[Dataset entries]

--

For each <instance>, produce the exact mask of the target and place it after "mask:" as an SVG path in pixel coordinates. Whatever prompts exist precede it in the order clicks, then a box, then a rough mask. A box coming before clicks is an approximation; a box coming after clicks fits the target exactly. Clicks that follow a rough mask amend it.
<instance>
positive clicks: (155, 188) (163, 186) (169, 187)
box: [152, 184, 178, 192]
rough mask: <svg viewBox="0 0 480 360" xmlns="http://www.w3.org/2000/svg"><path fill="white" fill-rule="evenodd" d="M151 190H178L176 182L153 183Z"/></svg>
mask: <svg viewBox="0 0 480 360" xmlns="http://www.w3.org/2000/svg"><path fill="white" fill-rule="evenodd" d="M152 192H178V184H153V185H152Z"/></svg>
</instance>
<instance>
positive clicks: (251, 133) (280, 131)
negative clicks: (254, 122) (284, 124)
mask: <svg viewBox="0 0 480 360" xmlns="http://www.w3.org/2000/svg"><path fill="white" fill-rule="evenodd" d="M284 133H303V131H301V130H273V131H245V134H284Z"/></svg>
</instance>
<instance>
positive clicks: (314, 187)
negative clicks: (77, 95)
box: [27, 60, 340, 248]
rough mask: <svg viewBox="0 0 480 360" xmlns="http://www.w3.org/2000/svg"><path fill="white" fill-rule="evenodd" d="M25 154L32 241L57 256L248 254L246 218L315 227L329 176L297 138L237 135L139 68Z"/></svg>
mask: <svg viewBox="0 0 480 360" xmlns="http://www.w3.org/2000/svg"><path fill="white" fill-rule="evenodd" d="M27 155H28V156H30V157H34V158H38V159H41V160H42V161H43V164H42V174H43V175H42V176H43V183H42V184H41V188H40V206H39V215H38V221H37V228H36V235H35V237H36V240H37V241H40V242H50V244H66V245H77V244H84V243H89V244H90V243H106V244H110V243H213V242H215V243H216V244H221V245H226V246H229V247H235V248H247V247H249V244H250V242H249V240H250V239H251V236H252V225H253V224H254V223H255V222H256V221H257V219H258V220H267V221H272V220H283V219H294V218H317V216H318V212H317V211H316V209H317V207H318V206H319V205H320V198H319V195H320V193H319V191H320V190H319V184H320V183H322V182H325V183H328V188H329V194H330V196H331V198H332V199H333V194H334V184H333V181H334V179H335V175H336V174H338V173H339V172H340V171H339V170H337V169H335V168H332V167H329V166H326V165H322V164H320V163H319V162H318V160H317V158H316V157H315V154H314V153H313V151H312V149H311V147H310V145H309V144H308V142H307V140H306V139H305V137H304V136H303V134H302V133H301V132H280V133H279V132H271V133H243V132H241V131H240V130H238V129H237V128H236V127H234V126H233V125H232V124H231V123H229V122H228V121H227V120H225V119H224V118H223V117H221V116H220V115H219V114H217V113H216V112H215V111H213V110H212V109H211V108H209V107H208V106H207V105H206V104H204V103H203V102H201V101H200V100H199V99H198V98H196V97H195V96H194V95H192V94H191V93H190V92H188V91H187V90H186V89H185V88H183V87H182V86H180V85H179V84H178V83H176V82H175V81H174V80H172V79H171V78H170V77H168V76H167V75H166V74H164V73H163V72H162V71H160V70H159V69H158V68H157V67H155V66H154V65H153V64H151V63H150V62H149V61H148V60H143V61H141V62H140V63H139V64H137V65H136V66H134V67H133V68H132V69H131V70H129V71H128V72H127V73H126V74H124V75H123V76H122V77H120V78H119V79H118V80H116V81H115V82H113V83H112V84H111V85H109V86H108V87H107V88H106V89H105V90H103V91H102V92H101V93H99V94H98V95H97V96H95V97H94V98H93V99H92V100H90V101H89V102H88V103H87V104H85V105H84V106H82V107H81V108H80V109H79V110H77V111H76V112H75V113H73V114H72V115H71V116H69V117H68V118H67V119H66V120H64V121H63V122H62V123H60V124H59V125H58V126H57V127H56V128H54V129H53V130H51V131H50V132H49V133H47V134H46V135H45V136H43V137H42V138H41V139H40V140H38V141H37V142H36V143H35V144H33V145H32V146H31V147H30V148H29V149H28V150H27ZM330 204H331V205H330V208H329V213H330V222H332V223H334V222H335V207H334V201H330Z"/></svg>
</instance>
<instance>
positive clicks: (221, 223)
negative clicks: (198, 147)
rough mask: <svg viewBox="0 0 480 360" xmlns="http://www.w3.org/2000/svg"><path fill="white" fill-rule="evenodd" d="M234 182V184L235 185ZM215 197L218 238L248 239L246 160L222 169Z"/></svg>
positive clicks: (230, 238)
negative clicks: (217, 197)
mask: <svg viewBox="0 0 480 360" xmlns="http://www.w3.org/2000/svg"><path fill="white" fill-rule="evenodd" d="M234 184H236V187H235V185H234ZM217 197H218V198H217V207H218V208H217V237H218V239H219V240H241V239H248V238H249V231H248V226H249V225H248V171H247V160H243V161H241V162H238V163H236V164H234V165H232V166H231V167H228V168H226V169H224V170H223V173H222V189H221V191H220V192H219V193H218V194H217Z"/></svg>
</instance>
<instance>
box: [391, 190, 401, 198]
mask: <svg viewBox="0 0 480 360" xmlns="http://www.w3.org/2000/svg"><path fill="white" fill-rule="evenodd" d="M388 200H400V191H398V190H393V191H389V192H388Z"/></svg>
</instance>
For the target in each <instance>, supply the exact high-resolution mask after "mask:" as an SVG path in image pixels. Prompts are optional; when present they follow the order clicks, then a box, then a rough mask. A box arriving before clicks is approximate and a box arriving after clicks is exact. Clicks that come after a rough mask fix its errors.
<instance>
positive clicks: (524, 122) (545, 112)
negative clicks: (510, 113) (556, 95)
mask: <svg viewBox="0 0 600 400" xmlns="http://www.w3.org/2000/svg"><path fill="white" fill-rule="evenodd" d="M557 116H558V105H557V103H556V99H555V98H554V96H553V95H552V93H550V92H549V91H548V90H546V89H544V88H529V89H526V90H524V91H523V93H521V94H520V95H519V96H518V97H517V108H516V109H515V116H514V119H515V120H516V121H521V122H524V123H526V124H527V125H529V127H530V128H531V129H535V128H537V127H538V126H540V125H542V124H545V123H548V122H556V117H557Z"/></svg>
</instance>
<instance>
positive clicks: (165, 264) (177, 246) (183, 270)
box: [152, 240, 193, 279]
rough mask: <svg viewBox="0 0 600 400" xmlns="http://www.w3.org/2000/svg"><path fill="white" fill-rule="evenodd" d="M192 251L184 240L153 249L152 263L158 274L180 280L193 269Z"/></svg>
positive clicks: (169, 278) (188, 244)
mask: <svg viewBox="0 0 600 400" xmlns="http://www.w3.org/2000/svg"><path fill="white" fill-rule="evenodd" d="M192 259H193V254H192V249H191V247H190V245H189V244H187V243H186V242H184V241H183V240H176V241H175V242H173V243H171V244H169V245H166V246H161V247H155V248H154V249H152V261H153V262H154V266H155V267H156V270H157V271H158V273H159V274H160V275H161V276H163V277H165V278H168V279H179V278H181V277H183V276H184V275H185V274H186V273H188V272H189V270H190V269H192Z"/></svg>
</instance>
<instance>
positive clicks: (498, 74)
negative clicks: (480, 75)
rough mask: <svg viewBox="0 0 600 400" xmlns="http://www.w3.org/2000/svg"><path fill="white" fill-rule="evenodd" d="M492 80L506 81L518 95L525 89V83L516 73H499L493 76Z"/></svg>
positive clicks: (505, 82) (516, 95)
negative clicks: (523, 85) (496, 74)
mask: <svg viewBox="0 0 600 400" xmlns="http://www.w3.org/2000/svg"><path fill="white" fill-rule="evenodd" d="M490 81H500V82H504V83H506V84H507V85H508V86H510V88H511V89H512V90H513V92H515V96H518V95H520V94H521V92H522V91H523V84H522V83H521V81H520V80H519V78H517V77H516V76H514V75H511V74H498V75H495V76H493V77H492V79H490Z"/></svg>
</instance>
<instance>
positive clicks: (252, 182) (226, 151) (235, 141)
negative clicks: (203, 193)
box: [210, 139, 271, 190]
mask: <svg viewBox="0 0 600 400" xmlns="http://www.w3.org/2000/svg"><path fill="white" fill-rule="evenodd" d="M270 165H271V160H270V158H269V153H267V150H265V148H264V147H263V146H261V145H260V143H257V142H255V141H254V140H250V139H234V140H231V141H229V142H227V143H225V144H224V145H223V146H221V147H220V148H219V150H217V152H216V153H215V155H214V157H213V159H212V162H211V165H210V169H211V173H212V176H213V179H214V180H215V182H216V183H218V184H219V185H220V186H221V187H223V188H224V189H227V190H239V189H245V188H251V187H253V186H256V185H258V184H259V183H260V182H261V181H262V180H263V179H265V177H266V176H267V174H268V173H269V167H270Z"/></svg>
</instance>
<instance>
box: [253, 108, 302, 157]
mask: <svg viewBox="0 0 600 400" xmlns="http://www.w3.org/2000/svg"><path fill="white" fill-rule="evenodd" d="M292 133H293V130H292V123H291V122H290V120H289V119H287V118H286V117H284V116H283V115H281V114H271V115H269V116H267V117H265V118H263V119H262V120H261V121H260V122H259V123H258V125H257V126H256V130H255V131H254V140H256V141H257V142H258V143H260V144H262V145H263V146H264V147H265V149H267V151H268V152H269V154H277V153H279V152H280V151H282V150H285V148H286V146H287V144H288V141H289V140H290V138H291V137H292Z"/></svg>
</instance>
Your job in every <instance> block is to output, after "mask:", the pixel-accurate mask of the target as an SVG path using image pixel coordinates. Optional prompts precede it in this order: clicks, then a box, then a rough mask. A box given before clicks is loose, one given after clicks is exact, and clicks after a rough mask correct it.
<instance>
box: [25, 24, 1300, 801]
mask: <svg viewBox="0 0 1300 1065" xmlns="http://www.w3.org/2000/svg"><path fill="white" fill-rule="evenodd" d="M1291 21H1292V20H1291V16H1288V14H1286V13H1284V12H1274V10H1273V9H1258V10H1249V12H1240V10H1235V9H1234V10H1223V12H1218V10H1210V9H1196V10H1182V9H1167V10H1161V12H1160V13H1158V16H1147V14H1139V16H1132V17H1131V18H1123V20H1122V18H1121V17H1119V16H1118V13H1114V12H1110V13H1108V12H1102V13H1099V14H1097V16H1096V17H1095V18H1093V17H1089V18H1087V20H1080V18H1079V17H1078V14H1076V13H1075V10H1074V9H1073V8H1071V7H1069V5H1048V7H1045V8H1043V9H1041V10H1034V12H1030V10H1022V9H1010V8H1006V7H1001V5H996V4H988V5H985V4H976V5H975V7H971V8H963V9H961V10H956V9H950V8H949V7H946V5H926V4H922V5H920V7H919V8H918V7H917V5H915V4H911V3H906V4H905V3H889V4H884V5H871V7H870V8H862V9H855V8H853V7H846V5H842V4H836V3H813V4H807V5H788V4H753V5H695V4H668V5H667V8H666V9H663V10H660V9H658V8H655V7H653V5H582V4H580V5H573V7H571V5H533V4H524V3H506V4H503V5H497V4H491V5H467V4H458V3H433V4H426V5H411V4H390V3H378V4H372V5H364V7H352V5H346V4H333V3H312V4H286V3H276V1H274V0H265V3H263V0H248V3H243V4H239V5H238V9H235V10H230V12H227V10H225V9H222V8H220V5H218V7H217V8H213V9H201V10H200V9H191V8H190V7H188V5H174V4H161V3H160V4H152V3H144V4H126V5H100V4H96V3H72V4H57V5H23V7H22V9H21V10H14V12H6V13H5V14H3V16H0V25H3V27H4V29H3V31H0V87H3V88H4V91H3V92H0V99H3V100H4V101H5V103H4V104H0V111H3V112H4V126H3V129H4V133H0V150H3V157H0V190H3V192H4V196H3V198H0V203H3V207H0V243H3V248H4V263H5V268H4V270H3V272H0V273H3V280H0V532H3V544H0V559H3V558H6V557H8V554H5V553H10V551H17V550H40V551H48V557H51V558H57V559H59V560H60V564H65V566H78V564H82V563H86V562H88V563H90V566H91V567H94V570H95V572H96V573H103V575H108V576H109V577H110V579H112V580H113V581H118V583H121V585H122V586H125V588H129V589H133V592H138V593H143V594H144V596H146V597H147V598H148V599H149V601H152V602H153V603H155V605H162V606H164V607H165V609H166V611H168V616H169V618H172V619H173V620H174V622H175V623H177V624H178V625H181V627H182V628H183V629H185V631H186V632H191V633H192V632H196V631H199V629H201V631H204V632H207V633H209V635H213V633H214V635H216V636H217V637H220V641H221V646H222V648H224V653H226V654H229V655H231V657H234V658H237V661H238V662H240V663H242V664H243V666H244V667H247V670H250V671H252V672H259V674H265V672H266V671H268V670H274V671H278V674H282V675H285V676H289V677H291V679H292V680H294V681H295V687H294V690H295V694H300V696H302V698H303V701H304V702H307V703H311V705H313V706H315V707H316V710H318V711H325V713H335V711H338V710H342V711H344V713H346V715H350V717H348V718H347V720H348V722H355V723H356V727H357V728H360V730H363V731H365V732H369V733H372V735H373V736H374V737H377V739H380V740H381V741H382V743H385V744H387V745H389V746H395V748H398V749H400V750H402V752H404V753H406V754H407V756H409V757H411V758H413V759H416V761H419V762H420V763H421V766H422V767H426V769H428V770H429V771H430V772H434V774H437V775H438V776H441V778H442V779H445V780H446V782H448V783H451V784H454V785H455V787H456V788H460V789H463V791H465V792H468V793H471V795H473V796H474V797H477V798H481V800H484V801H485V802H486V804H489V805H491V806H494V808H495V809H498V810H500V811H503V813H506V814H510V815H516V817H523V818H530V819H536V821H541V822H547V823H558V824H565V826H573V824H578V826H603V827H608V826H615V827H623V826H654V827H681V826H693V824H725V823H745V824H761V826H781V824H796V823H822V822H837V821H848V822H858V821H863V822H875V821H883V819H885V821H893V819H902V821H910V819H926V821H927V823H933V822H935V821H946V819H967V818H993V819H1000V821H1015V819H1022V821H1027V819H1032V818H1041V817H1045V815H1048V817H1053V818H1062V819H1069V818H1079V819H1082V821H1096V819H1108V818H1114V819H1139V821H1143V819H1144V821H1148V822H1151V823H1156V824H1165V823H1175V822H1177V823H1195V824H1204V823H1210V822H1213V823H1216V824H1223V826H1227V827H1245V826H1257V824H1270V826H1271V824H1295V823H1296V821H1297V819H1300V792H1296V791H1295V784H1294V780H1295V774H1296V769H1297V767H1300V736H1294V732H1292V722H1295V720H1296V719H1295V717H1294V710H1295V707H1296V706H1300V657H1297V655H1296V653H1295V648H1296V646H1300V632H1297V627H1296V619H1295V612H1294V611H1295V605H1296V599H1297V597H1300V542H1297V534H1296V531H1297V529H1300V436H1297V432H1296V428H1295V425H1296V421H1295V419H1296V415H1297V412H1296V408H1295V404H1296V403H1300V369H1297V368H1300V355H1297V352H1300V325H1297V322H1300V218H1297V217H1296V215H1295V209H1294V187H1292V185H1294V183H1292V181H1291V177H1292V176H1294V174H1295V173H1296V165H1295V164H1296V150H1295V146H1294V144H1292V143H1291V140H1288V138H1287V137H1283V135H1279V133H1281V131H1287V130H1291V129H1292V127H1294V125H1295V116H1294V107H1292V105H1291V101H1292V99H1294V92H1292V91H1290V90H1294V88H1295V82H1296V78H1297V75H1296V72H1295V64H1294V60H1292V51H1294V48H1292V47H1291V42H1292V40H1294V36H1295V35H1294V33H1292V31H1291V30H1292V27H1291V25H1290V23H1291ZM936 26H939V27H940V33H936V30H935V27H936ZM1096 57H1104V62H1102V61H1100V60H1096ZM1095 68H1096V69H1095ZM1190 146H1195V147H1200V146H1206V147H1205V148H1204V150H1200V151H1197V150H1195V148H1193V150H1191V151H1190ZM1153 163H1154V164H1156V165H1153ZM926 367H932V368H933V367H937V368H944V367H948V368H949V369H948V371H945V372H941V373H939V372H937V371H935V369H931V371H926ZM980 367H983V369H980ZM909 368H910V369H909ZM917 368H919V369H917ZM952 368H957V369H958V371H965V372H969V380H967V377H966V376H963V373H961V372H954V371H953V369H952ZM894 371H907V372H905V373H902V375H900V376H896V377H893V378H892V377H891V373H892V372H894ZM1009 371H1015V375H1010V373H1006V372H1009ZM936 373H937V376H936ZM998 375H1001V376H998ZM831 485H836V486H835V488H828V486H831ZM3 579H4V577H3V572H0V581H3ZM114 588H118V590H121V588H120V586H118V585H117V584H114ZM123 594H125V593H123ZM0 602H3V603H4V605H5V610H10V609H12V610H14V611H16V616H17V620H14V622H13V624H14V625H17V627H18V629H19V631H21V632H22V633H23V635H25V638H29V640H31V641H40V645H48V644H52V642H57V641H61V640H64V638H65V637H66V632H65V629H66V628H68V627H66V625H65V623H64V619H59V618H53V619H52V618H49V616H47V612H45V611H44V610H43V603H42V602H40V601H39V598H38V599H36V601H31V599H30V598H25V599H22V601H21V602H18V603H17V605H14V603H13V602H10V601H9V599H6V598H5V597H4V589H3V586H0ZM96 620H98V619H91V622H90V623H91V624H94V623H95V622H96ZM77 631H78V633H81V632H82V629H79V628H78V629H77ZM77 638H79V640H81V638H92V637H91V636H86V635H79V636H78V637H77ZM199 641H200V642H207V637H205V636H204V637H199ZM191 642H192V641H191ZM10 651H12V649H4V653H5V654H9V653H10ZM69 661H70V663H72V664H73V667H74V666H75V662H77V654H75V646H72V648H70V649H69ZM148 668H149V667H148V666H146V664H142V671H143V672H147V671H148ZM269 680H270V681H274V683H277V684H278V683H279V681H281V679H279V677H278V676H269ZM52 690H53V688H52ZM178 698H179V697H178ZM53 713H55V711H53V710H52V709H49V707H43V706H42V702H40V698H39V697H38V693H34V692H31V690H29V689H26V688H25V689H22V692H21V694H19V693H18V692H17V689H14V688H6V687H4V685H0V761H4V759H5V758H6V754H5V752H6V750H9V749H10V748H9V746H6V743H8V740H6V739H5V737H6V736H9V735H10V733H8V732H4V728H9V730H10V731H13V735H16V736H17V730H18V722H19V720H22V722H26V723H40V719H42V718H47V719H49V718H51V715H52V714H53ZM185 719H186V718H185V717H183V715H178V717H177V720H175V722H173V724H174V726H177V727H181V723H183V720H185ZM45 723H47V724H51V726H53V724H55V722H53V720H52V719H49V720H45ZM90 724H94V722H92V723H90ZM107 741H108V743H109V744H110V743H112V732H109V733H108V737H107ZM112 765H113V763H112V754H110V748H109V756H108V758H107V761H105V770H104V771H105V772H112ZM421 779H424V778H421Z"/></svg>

--

| ASSIGNED TASK |
Find the lines above that contain the string "target" and answer with how many there are, nothing else.

| RESPONSE TO THE EXERCISE |
3